◆ **EXERCISE INSTRUCTIONS**: Extract every one of the rows below and reproduce each line of them unchanged.

═════ TASK DATA ═════

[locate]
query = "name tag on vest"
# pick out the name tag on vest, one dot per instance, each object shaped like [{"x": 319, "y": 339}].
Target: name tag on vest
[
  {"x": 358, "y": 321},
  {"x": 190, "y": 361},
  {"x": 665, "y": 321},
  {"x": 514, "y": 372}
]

═════

◆ **FINAL RESULT**:
[locate]
query = "name tag on vest"
# pick out the name tag on vest, one dot per instance, each object shaped like [{"x": 319, "y": 339}].
Target: name tag on vest
[
  {"x": 358, "y": 321},
  {"x": 190, "y": 361},
  {"x": 665, "y": 321},
  {"x": 514, "y": 372}
]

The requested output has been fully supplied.